▸ **Assignment**
Transcribe all records, preserving every character.

>>>

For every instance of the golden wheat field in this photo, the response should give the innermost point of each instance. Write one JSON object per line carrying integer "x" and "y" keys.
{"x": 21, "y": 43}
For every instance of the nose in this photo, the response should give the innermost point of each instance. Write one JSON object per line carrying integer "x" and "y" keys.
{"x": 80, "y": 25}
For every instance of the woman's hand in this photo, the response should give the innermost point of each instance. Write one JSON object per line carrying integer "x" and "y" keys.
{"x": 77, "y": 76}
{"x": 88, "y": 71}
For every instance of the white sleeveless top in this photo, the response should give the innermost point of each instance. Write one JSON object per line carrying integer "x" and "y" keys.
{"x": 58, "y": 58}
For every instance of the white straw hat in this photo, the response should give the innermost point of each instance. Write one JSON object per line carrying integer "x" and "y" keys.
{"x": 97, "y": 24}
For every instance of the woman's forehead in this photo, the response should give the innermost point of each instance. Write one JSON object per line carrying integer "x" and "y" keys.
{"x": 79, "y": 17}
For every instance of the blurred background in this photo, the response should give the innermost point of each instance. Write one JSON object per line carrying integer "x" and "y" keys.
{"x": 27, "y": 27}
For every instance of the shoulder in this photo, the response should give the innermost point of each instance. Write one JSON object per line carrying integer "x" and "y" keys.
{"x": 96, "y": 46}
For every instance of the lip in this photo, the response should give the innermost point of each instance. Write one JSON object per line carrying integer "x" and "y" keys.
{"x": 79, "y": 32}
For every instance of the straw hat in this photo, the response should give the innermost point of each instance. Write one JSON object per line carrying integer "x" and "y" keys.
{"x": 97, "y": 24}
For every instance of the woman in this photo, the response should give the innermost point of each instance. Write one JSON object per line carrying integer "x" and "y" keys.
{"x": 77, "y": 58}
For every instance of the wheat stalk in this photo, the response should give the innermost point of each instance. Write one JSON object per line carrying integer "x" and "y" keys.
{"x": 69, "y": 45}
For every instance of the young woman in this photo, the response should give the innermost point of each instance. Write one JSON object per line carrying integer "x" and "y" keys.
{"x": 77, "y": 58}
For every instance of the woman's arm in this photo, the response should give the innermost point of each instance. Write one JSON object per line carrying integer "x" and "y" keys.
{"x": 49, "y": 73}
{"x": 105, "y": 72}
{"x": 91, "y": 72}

<<<

▸ **Reply**
For every instance of the golden wheat field in this photo, the response should give the innermost point of each instance. Write one JSON object per line carrying integer "x" and "y" keys.
{"x": 21, "y": 43}
For every instance of the nose in this photo, the response should give the innermost point of each instance. Write one JSON object per line carrying integer "x" and "y" keys.
{"x": 80, "y": 25}
For every instance of the woman's hand in this photo, the response should give the innermost point of each instance. Write one JSON object per line carrying integer "x" and "y" keys.
{"x": 77, "y": 76}
{"x": 88, "y": 71}
For every instance of the white sleeveless top in this photo, the response should give the innermost point of each instance. Write one JSON object per line carrying integer "x" and "y" keys.
{"x": 58, "y": 58}
For every instance of the white straw hat in this photo, the response should give the innermost point of each instance. Write one JSON object per line carrying integer "x" and "y" keys.
{"x": 97, "y": 24}
For every instance of the woman's forehead in this photo, the response should give the innermost point of each instance. Write one JSON object per line carrying integer "x" and "y" keys.
{"x": 79, "y": 17}
For every instance of the blurred background in this photo, the response should give the innermost point of each instance. Write one JSON object per line carrying integer "x" and "y" keys.
{"x": 27, "y": 27}
For every instance of the shoulder in this photo, the response should give the innermost point of each instance. Write one JSON object per line carrying integer "x" and "y" keys.
{"x": 96, "y": 46}
For every instance of the lip in this photo, the response should give the innermost point of each instance. Write one JSON object per line carrying integer "x" and "y" keys.
{"x": 79, "y": 32}
For every instance of the straw hat in this photo, the response should give the innermost point of each instance. Write one JSON object per line carrying integer "x" and "y" keys.
{"x": 97, "y": 24}
For every instance of the woman in this photo, the response should give the innermost point of each instance. Write one JSON object per line carrying integer "x" and "y" keys.
{"x": 77, "y": 58}
For every instance of the wheat stalk in this photo, the response should give the innermost point of each instance. Write one JSON object per line carrying integer "x" and "y" keys.
{"x": 69, "y": 45}
For every instance of the young woman in this photo, the response should give the innermost point of each instance. Write one JSON object per line carrying integer "x" and "y" keys.
{"x": 77, "y": 58}
For every instance of the woman's arm in this photo, the response should give the innermost point of each instance. Write one JSON object per line carrying integer "x" and "y" keys.
{"x": 49, "y": 73}
{"x": 105, "y": 72}
{"x": 91, "y": 72}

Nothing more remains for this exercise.